• YOUR GOAL:
Copy every line from the one containing "the white linen" through the last line of the records below, both included, and nothing else.

════════════════════

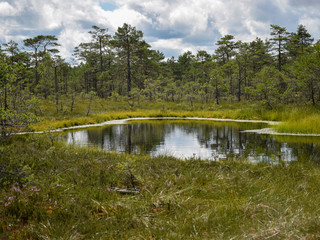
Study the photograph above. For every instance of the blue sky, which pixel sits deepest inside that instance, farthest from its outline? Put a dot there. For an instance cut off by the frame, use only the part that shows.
(171, 26)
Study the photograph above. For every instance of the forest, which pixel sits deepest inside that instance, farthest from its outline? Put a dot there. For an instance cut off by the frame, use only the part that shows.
(51, 189)
(281, 70)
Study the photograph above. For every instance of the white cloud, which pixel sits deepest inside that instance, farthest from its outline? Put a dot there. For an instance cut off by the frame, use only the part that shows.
(6, 9)
(173, 25)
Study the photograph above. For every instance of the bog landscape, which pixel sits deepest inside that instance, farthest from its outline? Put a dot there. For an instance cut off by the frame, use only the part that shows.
(128, 144)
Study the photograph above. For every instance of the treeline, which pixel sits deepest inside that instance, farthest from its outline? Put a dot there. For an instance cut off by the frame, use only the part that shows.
(282, 69)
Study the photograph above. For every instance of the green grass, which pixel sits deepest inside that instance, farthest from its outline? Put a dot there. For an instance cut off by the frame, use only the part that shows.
(295, 119)
(65, 193)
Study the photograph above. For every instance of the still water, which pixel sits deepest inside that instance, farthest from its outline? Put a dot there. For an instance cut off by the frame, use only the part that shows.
(196, 139)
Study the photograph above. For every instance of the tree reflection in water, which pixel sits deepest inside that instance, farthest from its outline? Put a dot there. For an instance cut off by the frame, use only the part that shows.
(199, 139)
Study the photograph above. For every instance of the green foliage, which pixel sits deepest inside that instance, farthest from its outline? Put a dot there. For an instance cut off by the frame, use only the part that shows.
(70, 194)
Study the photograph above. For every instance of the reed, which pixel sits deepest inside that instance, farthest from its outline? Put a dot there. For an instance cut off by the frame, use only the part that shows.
(53, 191)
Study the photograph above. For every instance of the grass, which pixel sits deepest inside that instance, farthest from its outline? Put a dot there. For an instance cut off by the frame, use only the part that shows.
(53, 191)
(295, 118)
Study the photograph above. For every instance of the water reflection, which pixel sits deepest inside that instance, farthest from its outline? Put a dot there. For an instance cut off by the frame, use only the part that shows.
(183, 139)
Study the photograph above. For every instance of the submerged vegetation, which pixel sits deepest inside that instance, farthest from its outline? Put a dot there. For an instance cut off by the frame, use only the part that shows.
(53, 191)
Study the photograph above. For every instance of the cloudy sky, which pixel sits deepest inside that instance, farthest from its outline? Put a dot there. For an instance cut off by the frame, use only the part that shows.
(171, 26)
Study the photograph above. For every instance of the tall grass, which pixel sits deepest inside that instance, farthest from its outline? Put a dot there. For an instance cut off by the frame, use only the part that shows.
(54, 191)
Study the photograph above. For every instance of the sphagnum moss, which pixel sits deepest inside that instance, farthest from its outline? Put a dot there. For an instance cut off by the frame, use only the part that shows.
(56, 191)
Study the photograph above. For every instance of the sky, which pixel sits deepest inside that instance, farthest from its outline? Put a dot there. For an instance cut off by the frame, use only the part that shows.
(171, 26)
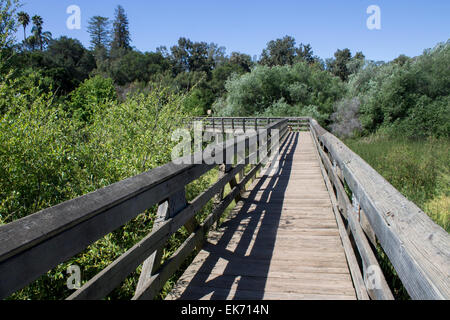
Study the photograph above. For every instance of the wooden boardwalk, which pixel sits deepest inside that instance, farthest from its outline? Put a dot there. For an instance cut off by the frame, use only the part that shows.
(280, 242)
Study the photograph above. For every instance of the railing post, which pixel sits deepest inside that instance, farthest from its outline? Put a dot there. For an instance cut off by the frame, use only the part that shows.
(167, 209)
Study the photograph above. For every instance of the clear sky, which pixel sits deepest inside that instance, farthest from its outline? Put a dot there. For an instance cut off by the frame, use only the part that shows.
(407, 26)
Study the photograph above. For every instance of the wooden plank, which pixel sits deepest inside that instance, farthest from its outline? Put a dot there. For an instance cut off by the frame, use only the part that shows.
(263, 239)
(166, 210)
(417, 247)
(357, 278)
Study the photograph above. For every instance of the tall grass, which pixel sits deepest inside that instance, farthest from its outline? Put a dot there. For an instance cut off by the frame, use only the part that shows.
(419, 169)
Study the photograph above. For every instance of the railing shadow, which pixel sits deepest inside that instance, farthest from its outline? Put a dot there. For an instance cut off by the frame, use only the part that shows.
(247, 258)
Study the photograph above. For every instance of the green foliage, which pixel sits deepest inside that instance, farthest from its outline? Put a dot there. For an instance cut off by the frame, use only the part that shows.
(418, 169)
(89, 96)
(8, 22)
(47, 158)
(121, 32)
(282, 52)
(410, 96)
(296, 90)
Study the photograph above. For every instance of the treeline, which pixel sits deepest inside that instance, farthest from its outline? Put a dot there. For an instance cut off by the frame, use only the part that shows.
(407, 96)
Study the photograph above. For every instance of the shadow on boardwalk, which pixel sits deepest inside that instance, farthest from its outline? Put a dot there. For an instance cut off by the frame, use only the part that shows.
(236, 266)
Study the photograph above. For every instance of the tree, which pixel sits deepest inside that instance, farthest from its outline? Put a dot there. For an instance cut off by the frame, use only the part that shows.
(8, 23)
(279, 52)
(282, 52)
(37, 29)
(24, 19)
(338, 66)
(190, 56)
(40, 37)
(67, 62)
(99, 31)
(121, 33)
(305, 53)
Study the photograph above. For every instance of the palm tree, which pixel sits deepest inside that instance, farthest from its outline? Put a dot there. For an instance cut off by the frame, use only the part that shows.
(37, 29)
(46, 37)
(24, 19)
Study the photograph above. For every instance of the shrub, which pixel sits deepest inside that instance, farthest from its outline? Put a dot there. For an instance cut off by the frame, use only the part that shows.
(89, 96)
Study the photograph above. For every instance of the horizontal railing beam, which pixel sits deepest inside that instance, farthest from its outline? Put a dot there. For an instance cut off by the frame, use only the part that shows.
(418, 248)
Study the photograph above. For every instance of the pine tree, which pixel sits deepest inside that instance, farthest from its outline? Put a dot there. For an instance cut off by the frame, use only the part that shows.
(121, 33)
(99, 31)
(24, 19)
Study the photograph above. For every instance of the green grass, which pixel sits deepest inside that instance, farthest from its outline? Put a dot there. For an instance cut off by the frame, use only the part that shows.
(419, 169)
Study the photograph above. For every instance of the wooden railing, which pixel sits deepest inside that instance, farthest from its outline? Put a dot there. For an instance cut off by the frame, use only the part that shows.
(245, 123)
(417, 248)
(31, 246)
(376, 215)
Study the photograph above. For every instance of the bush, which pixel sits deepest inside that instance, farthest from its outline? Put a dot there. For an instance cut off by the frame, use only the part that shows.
(281, 90)
(345, 122)
(46, 158)
(411, 96)
(89, 96)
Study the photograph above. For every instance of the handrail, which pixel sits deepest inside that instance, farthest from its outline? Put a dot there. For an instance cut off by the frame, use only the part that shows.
(418, 248)
(31, 246)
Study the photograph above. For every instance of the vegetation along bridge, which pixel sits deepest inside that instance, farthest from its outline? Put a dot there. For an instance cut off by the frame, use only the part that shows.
(312, 227)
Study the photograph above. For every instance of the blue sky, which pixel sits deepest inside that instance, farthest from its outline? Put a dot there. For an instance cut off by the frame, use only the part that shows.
(407, 26)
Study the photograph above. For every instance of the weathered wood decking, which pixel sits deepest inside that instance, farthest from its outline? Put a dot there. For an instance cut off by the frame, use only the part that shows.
(280, 242)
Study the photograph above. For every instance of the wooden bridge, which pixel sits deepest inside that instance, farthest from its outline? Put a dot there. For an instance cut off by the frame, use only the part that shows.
(309, 221)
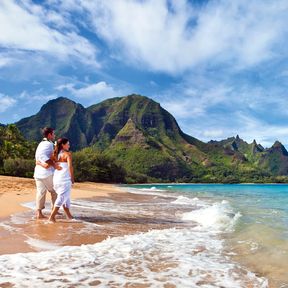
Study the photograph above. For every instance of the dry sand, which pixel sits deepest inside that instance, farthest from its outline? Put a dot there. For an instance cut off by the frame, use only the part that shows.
(15, 190)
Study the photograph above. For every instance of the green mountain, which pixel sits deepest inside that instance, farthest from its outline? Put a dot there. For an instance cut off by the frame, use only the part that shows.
(147, 142)
(16, 153)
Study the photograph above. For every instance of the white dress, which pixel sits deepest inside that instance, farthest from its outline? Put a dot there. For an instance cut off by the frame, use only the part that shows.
(62, 184)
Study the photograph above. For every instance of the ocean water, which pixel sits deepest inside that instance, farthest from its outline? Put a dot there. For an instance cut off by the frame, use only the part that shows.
(157, 236)
(257, 235)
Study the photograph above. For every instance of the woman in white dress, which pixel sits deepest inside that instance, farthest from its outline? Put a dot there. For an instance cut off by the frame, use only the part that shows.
(62, 179)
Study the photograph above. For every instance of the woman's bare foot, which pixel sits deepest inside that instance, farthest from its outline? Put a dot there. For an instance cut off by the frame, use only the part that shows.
(52, 219)
(40, 215)
(68, 214)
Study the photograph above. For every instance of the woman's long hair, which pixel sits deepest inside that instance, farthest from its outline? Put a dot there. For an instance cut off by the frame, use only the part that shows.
(58, 146)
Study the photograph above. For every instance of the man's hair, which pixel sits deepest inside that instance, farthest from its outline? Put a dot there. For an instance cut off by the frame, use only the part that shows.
(46, 131)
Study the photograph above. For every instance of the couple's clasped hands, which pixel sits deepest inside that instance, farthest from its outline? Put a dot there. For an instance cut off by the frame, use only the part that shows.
(46, 165)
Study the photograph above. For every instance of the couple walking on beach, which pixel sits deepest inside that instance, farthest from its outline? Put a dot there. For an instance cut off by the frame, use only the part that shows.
(54, 173)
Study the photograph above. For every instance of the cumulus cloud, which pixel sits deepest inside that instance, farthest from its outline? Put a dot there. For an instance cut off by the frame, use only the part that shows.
(173, 36)
(96, 91)
(6, 102)
(23, 28)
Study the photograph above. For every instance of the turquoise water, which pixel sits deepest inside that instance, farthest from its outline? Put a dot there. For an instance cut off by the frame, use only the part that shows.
(266, 204)
(260, 235)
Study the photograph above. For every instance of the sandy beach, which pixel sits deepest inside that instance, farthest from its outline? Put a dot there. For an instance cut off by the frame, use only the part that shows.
(133, 237)
(15, 190)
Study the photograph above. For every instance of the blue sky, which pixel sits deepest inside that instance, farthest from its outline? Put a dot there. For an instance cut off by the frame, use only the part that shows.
(220, 67)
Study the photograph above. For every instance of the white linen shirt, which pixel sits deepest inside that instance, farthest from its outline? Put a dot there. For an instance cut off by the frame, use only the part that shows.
(43, 153)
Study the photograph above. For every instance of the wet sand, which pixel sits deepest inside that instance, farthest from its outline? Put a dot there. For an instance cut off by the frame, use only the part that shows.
(15, 190)
(19, 229)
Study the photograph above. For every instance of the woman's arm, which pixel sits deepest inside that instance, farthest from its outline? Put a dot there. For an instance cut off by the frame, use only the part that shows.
(44, 165)
(69, 161)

════════════════════

• EXERCISE RESPONSE:
Study the photograph above. For every instance of the white linen shirt, which pixel sits deepest inside that instance, farthest from its outline? Put a dot there. For an instance cut off by the frame, use only the part that shows.
(43, 153)
Study the photograph above. For every instance of the wet sand, which pixel sits deepest inside that instance, farthest from its outline? Put a dot there. For an instance cut off by the frame, use only the part that shows.
(15, 190)
(19, 229)
Study the photograph above. For every instance of the woman's arm, which pixel sits deepest inside that instance, farthest from its outline? Put a dot there. For an instance cut off by the frame, use only the part that shows.
(44, 165)
(69, 161)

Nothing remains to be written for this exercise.